▸ Action item
Can you find the lines of the listing that include "target" and copy every one?

▸ Data records
********

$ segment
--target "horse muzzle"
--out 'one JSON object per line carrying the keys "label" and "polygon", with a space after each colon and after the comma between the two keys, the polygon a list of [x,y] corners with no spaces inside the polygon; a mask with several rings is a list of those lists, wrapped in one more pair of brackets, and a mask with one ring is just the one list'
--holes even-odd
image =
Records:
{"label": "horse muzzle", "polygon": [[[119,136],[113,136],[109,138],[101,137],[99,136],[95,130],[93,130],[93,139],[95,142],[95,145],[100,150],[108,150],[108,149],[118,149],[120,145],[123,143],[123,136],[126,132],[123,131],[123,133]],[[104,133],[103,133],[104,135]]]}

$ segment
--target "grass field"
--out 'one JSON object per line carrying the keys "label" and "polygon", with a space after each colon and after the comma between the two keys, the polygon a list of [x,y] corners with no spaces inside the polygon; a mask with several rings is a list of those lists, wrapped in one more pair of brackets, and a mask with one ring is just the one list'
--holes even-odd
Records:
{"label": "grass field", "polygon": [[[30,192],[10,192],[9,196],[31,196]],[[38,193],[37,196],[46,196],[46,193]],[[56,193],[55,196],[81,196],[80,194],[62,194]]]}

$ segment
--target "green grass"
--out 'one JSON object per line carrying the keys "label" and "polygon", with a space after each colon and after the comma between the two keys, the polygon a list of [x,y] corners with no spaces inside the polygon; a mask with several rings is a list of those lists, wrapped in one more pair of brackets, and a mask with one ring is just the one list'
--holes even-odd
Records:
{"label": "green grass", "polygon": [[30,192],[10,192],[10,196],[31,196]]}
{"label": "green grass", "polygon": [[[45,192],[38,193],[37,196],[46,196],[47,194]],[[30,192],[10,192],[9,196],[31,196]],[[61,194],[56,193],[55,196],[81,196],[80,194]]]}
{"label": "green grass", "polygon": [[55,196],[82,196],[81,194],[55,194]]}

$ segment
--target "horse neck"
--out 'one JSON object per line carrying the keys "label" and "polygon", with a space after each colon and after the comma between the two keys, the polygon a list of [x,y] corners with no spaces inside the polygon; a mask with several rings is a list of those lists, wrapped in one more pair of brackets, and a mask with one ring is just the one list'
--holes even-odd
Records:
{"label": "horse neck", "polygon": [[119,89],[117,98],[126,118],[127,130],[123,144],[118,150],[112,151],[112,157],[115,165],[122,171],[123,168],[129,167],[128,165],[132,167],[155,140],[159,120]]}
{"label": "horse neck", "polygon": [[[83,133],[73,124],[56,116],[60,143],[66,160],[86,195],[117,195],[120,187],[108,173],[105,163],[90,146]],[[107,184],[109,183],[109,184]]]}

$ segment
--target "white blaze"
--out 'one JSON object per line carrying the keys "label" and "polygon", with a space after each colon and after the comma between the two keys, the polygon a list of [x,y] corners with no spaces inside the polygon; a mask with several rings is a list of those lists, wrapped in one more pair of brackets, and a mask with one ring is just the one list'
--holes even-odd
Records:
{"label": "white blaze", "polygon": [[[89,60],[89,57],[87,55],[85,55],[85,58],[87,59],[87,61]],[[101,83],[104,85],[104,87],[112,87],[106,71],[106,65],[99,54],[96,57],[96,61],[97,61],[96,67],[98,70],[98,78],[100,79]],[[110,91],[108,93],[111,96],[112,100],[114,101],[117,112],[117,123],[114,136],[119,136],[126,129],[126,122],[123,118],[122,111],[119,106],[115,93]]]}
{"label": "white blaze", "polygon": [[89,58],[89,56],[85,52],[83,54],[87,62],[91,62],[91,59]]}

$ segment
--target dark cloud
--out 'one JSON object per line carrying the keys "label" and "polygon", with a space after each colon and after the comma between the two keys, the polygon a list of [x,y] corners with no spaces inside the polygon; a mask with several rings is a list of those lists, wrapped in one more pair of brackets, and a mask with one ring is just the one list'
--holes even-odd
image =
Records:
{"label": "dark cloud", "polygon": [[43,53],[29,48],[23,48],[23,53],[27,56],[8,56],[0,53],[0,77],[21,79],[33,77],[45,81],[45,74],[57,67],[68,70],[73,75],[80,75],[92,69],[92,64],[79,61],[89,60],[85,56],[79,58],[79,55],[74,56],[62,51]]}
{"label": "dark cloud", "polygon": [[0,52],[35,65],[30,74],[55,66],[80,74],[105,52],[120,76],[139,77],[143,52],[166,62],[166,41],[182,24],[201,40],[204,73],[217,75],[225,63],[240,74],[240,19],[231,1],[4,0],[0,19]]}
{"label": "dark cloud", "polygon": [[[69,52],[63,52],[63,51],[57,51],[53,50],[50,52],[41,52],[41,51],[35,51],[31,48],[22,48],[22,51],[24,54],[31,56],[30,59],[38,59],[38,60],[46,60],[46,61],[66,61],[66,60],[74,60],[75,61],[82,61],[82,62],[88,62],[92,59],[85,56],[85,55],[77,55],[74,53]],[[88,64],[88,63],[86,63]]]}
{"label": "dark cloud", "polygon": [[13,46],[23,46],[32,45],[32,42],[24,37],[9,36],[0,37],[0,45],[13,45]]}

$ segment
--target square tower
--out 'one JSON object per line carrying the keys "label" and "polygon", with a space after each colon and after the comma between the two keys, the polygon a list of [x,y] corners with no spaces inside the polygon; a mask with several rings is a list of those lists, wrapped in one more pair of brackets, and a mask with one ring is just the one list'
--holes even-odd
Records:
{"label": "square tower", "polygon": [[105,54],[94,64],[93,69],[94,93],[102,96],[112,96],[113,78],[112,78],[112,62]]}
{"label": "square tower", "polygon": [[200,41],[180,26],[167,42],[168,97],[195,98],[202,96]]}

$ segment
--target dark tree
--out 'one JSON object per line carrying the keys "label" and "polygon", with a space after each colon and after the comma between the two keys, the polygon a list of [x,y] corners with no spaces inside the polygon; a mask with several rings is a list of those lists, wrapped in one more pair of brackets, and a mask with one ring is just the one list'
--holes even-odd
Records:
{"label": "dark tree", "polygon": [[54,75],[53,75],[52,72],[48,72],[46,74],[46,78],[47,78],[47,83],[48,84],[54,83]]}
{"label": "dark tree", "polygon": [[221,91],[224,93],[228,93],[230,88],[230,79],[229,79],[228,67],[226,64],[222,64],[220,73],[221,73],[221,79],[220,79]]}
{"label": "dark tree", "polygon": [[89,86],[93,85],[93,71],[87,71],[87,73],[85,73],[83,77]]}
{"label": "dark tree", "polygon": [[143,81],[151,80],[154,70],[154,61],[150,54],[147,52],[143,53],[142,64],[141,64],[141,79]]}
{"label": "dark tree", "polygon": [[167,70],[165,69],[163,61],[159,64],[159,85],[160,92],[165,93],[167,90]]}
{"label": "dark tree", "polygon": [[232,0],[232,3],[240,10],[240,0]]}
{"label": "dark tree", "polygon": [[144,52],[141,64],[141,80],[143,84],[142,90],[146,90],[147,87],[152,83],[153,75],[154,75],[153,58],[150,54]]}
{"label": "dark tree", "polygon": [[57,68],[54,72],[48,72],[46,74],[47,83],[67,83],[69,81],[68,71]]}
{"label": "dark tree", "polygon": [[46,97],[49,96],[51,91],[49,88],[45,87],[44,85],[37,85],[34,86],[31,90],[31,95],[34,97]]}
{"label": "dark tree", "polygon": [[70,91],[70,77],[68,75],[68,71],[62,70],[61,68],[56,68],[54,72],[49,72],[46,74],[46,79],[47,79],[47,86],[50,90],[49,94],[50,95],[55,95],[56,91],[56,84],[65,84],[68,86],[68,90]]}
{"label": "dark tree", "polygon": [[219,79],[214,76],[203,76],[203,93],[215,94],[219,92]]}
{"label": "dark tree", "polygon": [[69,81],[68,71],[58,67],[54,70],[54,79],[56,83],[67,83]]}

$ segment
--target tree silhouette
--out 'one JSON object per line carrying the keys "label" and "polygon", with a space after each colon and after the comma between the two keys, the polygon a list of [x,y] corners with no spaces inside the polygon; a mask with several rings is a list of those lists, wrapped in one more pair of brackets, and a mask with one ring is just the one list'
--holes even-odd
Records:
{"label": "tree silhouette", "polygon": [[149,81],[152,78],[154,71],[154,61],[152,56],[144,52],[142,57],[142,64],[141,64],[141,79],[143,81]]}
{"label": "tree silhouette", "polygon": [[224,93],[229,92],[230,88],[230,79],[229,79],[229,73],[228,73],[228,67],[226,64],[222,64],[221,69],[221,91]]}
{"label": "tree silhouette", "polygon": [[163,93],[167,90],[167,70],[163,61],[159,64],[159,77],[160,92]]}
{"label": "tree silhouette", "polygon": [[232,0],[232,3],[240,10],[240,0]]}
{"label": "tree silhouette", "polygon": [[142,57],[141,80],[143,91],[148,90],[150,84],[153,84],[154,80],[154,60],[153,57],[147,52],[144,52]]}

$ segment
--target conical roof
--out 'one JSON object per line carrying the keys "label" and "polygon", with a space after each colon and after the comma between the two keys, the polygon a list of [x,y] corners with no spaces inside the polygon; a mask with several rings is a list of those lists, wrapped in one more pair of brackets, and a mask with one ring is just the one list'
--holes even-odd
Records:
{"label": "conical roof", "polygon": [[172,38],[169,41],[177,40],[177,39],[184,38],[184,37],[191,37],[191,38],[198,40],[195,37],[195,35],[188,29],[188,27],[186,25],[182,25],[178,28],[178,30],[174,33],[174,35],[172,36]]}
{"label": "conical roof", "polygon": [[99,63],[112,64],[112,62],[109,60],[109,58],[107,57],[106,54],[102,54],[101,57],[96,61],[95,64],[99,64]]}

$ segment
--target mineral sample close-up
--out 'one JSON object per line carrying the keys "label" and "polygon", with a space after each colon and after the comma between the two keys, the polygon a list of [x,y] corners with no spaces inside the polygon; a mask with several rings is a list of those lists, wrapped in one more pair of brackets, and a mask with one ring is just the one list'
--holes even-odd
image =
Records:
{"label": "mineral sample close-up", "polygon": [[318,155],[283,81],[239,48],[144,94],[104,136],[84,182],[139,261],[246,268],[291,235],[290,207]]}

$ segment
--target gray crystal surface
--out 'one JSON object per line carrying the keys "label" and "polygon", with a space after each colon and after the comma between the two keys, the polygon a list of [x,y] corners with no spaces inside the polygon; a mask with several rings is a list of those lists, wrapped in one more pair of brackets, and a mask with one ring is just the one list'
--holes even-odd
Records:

********

▸ Exercise answer
--target "horse muzzle"
--target "grass field"
--target "green grass"
--target "horse neck"
--target "white blaze"
--target dark cloud
--target square tower
--target dark tree
--target tree silhouette
--target conical roof
--target mineral sample close-up
--target gray crystal surface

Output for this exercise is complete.